# DIRECTIONS:
Give the total of lines holding the word "blanket" in the records below, and nothing else.

# RECORDS FOR THIS TASK:
○ ○ ○ ○ ○

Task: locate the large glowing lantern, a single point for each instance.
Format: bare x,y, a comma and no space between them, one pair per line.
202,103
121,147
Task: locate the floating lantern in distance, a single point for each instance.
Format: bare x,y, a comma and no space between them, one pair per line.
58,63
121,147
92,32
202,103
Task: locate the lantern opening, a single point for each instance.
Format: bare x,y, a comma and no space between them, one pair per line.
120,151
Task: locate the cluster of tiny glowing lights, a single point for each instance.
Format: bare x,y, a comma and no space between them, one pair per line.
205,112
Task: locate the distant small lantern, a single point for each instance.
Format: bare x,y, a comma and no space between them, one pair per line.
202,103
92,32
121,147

○ ○ ○ ○ ○

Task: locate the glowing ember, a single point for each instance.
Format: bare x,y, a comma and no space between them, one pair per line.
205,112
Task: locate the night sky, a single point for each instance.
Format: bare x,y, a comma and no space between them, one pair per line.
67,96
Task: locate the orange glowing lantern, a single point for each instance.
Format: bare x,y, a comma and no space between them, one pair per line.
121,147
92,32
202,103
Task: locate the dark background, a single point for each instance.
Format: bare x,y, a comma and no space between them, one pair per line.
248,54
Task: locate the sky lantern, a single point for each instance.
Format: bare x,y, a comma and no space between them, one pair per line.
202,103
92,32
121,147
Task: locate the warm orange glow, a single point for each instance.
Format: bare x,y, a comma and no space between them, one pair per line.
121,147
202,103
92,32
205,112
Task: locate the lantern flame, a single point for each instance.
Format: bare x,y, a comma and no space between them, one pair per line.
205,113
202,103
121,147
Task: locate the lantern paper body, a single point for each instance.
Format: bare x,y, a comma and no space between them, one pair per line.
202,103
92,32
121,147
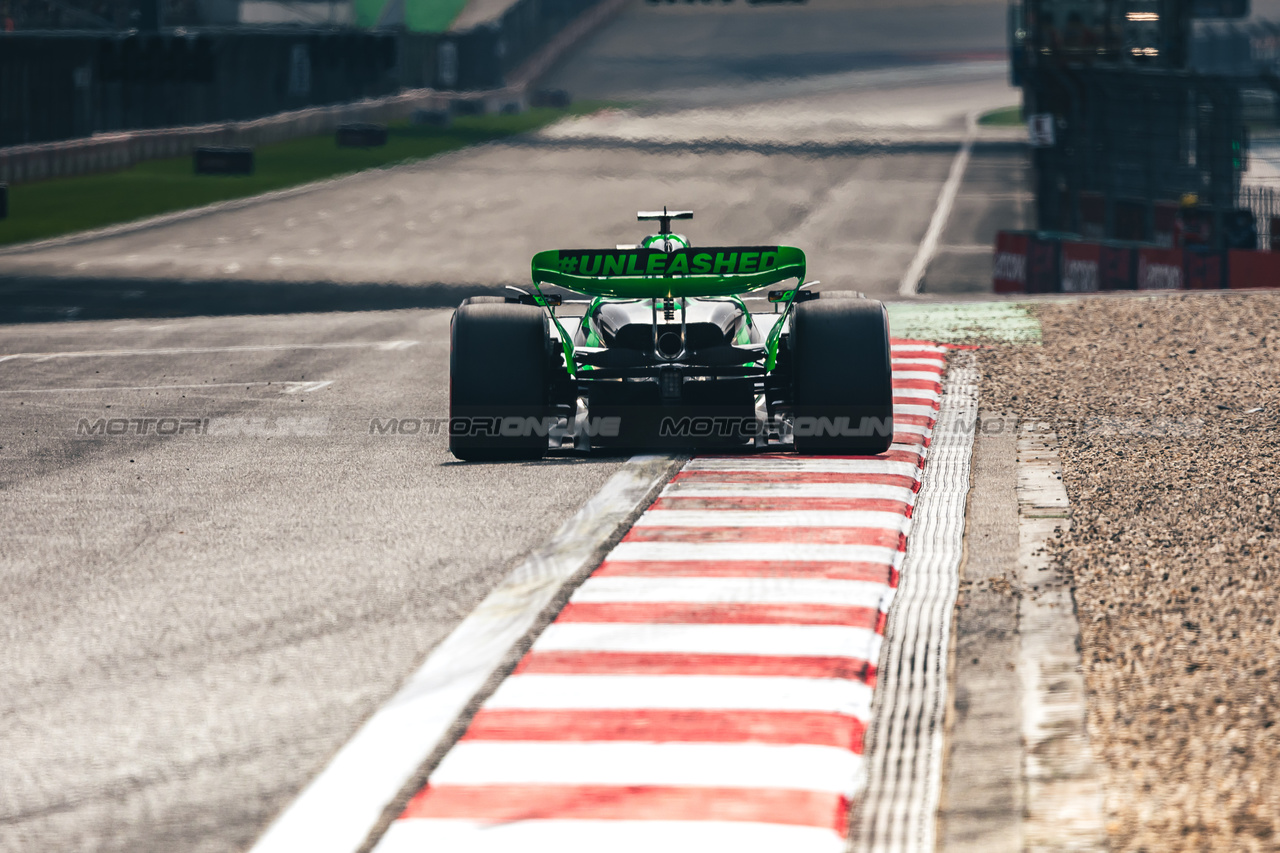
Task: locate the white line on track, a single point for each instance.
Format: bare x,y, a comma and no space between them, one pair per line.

○ ○ ○ ○ ○

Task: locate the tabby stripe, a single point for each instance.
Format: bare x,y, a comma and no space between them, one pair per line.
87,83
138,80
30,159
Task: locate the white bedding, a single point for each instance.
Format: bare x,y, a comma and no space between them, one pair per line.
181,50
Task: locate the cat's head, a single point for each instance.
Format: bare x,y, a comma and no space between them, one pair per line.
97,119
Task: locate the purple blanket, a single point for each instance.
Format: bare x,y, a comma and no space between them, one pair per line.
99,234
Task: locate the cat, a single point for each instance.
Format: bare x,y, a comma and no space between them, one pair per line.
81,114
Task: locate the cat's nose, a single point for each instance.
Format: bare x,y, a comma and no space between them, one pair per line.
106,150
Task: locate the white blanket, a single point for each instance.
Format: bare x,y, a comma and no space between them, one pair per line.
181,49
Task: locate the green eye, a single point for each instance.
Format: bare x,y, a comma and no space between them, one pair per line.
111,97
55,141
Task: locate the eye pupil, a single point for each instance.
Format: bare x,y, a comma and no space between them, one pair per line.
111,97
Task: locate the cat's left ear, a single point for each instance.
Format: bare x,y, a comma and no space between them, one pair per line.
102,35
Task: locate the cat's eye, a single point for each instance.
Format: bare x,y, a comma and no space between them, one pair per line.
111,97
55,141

○ ○ ○ ○ ○

# SOLUTION BELOW:
2